**TASK BRIEF**
Add 75 to every bounding-box coordinate in the listing, and copy out each line from the start of the listing up to and including the line that contains "[134,271,145,320]". Leave all other text on those lines unchanged.

**DATA RECORDS**

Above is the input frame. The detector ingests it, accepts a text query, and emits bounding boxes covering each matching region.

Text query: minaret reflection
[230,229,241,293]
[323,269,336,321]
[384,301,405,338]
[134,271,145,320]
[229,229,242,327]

**RESULT**
Above is the input frame. The detector ingests it, accepts a text query, and emits bounding boxes covering each matching region.

Text query: minaret reflection
[305,304,316,368]
[398,344,411,396]
[459,376,480,413]
[209,346,220,395]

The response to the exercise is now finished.